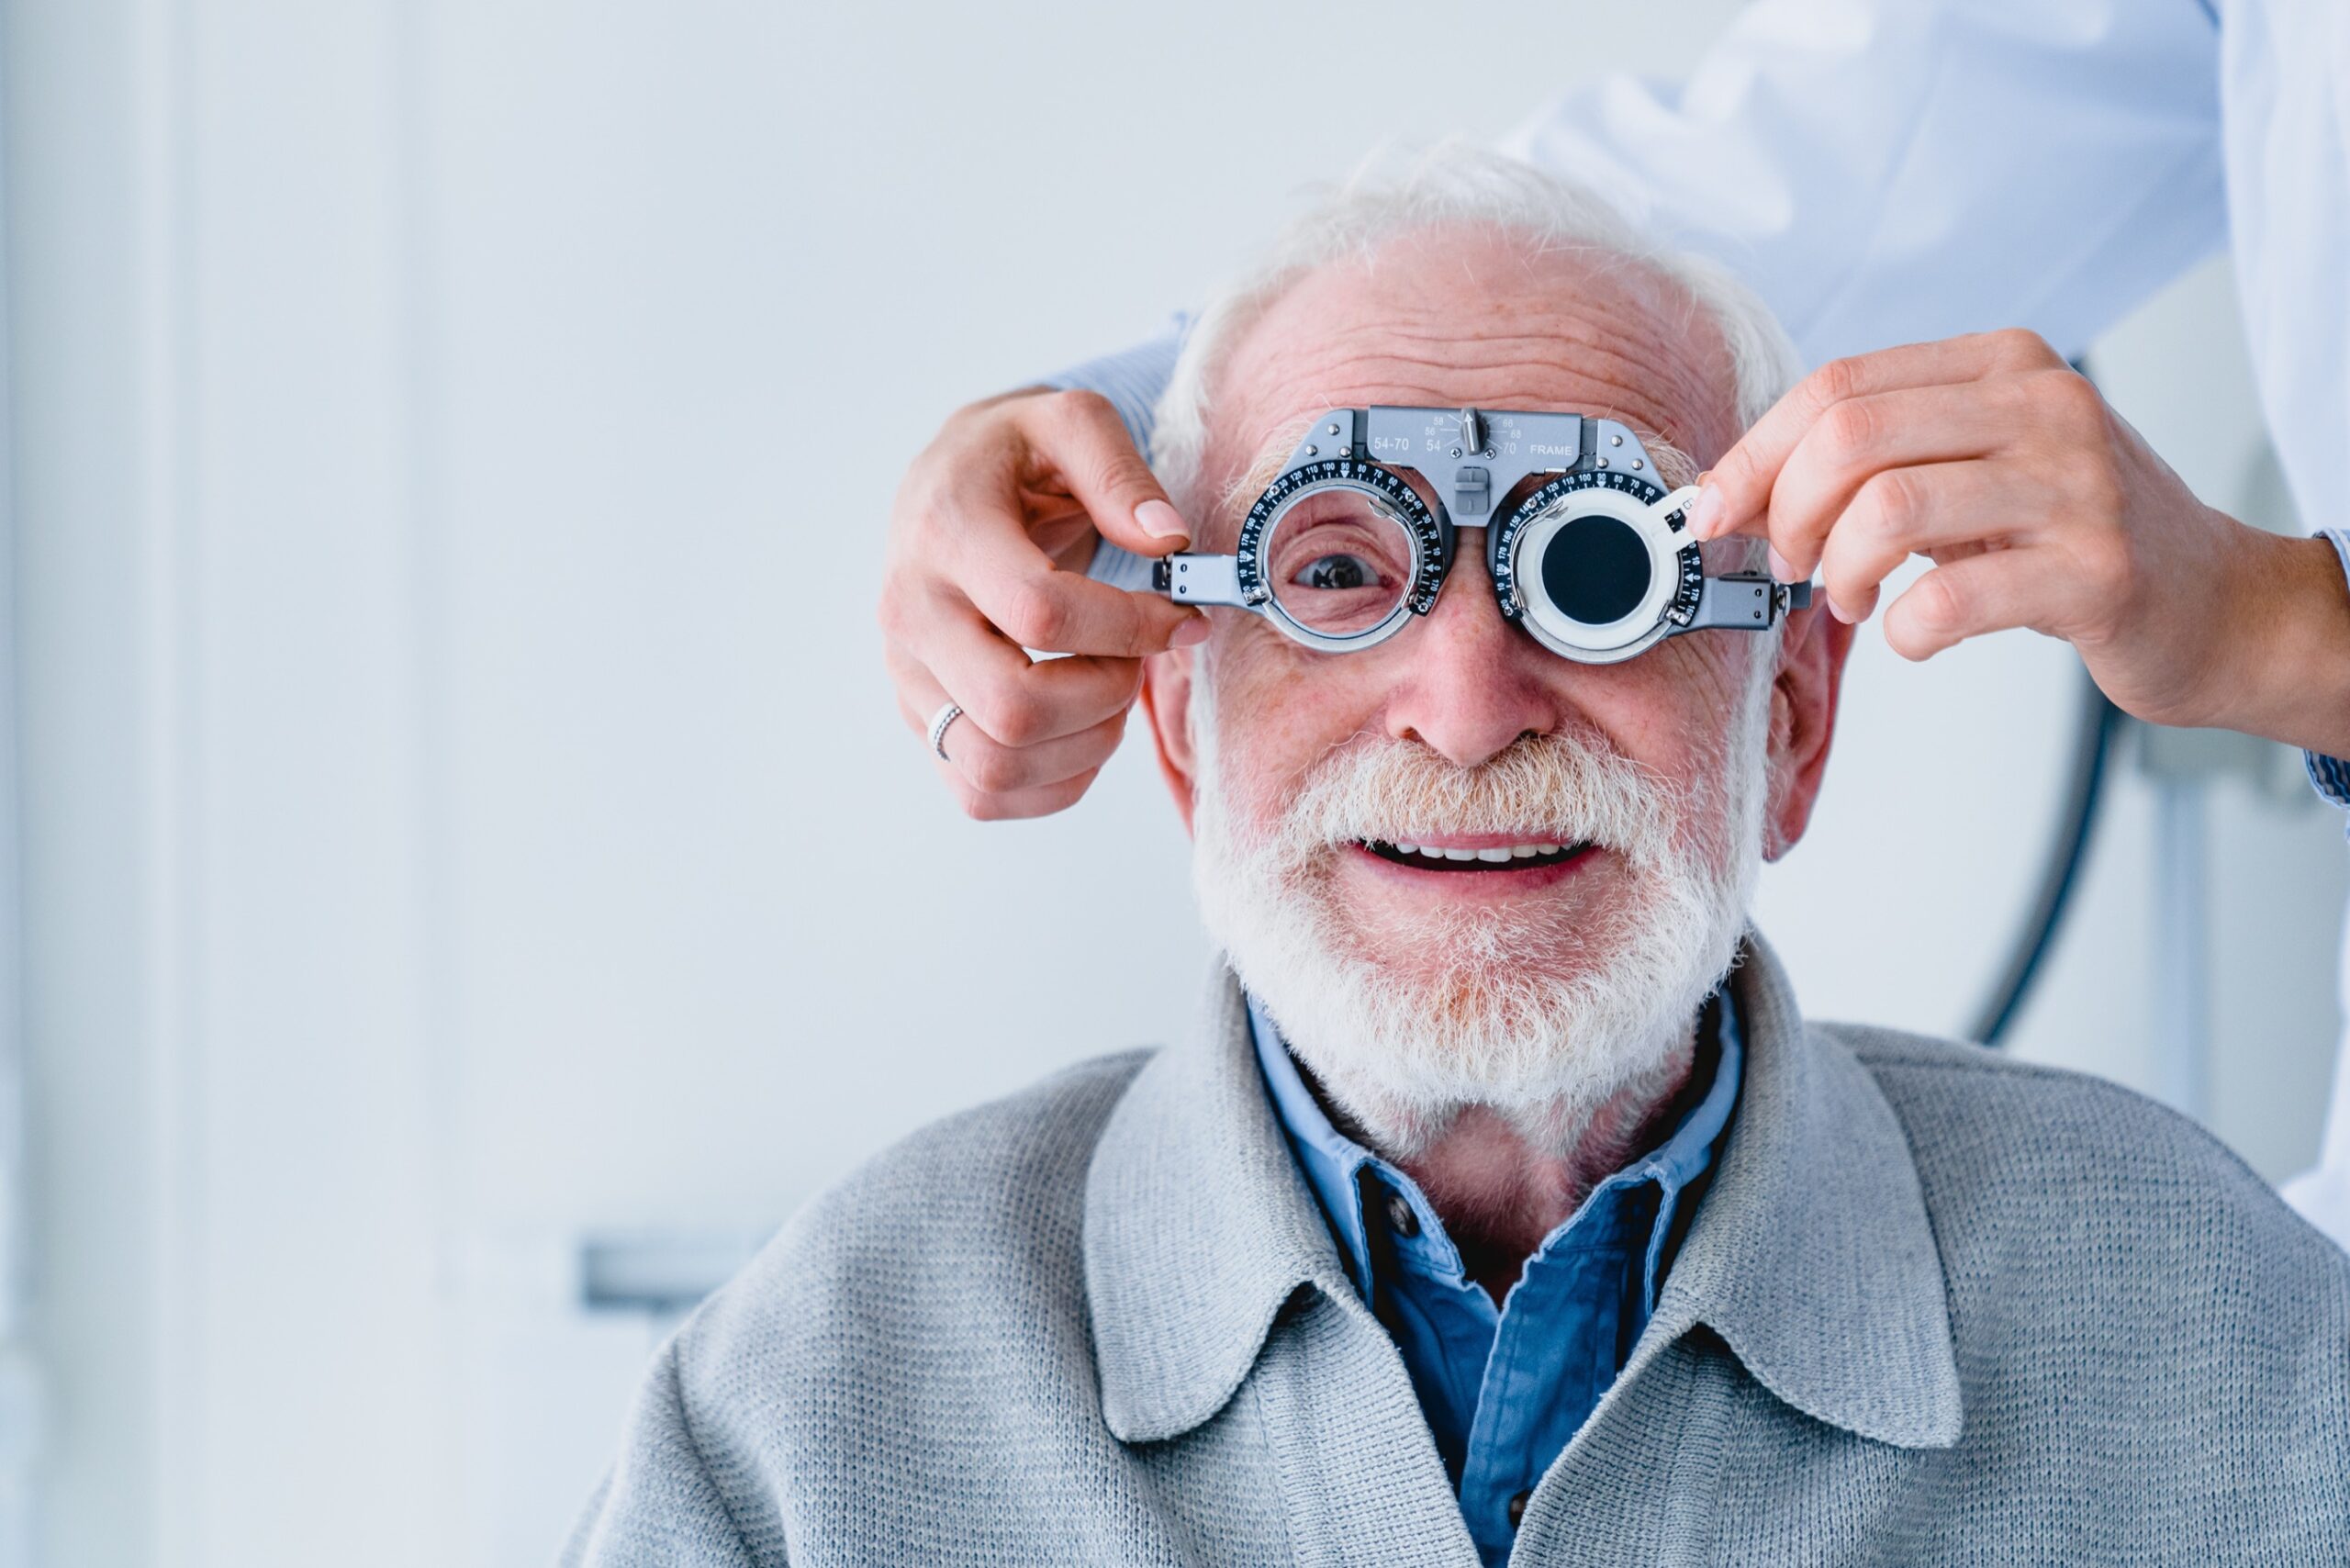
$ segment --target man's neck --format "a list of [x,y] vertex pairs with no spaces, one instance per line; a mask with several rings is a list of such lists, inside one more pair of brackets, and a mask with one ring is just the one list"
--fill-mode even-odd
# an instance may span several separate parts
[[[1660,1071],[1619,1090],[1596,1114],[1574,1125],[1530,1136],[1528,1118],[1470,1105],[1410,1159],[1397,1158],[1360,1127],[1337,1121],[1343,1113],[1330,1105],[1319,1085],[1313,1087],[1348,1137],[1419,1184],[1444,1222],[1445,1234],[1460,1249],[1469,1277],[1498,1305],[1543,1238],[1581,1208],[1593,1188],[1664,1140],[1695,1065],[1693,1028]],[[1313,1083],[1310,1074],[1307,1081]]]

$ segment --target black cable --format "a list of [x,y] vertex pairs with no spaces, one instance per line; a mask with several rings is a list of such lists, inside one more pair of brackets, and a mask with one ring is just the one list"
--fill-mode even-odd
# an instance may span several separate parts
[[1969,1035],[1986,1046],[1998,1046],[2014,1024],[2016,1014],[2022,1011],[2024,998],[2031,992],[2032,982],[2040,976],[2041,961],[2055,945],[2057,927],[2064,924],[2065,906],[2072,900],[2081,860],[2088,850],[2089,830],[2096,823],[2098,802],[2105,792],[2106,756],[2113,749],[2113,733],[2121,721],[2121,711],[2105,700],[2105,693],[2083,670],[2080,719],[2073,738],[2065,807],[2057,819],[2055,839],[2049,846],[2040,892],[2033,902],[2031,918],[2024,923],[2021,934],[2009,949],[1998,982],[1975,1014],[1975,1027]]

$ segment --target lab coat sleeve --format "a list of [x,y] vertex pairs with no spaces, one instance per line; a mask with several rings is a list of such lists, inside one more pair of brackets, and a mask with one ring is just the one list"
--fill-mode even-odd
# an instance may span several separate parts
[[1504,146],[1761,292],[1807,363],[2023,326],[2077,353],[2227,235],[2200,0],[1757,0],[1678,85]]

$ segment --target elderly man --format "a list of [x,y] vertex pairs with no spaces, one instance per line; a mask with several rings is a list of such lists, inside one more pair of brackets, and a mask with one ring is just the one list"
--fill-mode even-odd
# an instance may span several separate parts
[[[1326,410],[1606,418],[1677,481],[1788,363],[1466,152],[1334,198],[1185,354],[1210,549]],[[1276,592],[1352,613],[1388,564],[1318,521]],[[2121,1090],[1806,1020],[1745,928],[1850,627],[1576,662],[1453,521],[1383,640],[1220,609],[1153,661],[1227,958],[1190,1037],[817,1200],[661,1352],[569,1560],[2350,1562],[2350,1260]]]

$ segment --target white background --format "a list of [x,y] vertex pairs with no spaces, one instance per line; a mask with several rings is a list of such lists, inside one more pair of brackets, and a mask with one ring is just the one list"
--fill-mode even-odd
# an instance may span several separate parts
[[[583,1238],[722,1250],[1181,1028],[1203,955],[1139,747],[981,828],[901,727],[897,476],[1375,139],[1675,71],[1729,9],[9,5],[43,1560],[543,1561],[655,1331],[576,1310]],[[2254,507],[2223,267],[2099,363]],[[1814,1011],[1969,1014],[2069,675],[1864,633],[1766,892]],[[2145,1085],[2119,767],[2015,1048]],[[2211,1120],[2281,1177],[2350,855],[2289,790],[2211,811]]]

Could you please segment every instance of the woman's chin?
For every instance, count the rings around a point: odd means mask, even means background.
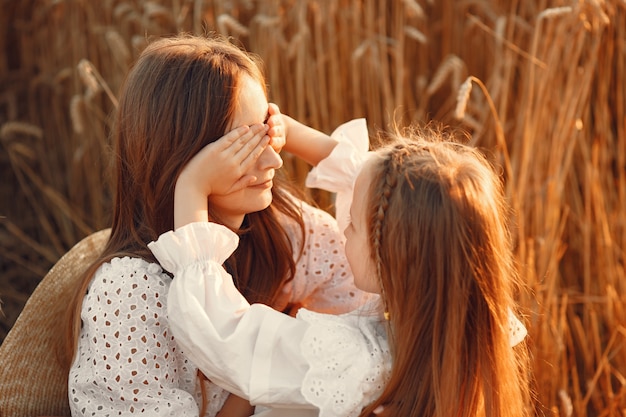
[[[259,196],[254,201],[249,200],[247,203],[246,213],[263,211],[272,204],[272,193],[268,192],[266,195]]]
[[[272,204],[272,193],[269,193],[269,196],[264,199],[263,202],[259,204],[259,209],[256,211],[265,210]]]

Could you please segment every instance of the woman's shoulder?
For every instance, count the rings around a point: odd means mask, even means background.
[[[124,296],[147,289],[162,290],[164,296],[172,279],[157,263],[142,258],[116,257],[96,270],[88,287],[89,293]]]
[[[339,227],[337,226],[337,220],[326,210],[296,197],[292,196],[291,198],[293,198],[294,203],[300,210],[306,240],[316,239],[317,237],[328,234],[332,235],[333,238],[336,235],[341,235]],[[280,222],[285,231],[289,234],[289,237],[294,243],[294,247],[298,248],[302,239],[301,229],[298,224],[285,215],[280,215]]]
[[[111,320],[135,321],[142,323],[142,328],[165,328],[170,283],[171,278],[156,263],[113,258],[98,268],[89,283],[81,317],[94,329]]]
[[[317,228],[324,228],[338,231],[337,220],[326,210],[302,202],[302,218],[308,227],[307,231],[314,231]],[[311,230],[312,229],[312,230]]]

> _Prompt_:
The copy you produce must repeat all the entries exactly and contain no pictures.

> _Task solution_:
$ segment --target man's neck --format "a list of [x,y] vertex pairs with no spaces, one instance per line; a mask with several rings is a list of such lists, inside one more pair of brackets, and a mask with one ring is just the one list"
--fill-mode even-odd
# an instance may span several separate parts
[[[1660,1071],[1619,1090],[1596,1114],[1574,1125],[1530,1136],[1528,1118],[1470,1105],[1410,1159],[1397,1158],[1360,1127],[1337,1121],[1343,1113],[1330,1105],[1319,1085],[1313,1087],[1348,1137],[1419,1184],[1444,1222],[1445,1234],[1460,1249],[1469,1277],[1498,1305],[1543,1238],[1581,1208],[1593,1188],[1664,1140],[1695,1065],[1693,1028]],[[1313,1083],[1310,1074],[1307,1081]]]

$ segment --target black cable --format "a list of [x,y] vertex pairs with no spaces, one instance per line; a mask with several rings is a list of such lists, inside one more pair of brackets, and a mask with one ring is just the one list"
--fill-mode even-odd
# an instance may span several separate parts
[[1969,1035],[1986,1046],[1998,1046],[2014,1024],[2016,1014],[2022,1011],[2024,998],[2031,992],[2032,982],[2040,976],[2041,961],[2055,945],[2057,927],[2064,924],[2065,906],[2072,900],[2081,860],[2088,850],[2089,830],[2096,823],[2098,802],[2105,792],[2106,756],[2113,749],[2113,733],[2121,721],[2121,711],[2105,700],[2105,693],[2083,670],[2080,719],[2073,738],[2065,807],[2057,819],[2055,839],[2049,846],[2040,892],[2033,902],[2031,918],[2024,923],[2021,934],[2009,949],[1998,982],[1975,1014],[1975,1027]]

$ segment --target lab coat sleeve --format "a list of [x,y] vertex pairs with no spaces, one instance per line; a mask with several rings is a list of such lists, inside one more pair of brackets, and a mask with one ring is just the one list"
--fill-mode even-odd
# an instance may span several separate parts
[[1504,146],[1761,292],[1807,363],[2023,326],[2077,353],[2227,235],[2200,0],[1757,0],[1678,85]]

$ segment --target elderly man --format "a list of [x,y] vertex pairs with no spaces, one instance per line; a mask with several rings is a list of such lists, inside one more pair of brackets, and a mask with one ring is just the one list"
--fill-mode even-odd
# an instance may span several separate parts
[[[1326,410],[1606,418],[1677,481],[1788,363],[1466,152],[1334,198],[1185,354],[1210,549]],[[1276,592],[1352,613],[1388,564],[1318,521]],[[2121,1090],[1806,1020],[1745,928],[1850,627],[1576,662],[1453,521],[1383,640],[1220,609],[1153,661],[1227,958],[1190,1037],[817,1200],[661,1352],[569,1560],[2350,1562],[2350,1260]]]

$ segment --target white background --format "a list of [x,y] vertex pairs with no spaces, one instance per line; a mask with several rings is a list of such lists, inside one more pair of brackets, and a mask with one ring is just the one list"
--fill-mode even-odd
# an instance may span several separate parts
[[[583,1238],[722,1250],[1181,1028],[1203,955],[1139,747],[981,828],[901,727],[897,476],[1375,139],[1675,71],[1729,9],[9,5],[43,1560],[543,1561],[655,1331],[576,1310]],[[2254,507],[2223,267],[2099,363]],[[1814,1011],[1969,1014],[2069,675],[1864,633],[1766,892]],[[2145,1085],[2119,767],[2015,1048]],[[2211,1120],[2281,1177],[2350,855],[2289,790],[2211,811]]]

Could you please segment every instance of the woman's chin?
For every instance, count the rings around a point: odd means mask, even means background.
[[[259,196],[254,201],[249,200],[247,203],[246,213],[263,211],[272,204],[272,193],[268,192],[266,195]]]
[[[272,204],[272,193],[269,193],[269,196],[264,199],[263,202],[259,204],[259,209],[256,211],[265,210]]]

Could you please segment every instance of the woman's shoulder?
For every instance, count the rings around a point: odd means mask, even means background.
[[[124,296],[147,289],[162,290],[164,296],[172,279],[157,263],[142,258],[116,257],[96,270],[88,287],[89,293]]]
[[[339,227],[337,226],[337,220],[326,210],[296,197],[292,196],[291,198],[293,198],[294,203],[300,210],[306,240],[316,239],[317,237],[328,234],[332,235],[333,238],[336,235],[341,235]],[[280,222],[285,231],[289,234],[289,237],[294,243],[294,247],[298,248],[302,239],[301,229],[298,224],[285,215],[280,215]]]
[[[111,320],[135,321],[142,323],[142,328],[165,328],[170,283],[171,278],[156,263],[113,258],[98,268],[89,283],[81,317],[94,329]]]
[[[317,228],[324,228],[338,231],[337,220],[326,210],[302,202],[302,218],[308,227],[307,231],[314,231]],[[311,230],[312,229],[312,230]]]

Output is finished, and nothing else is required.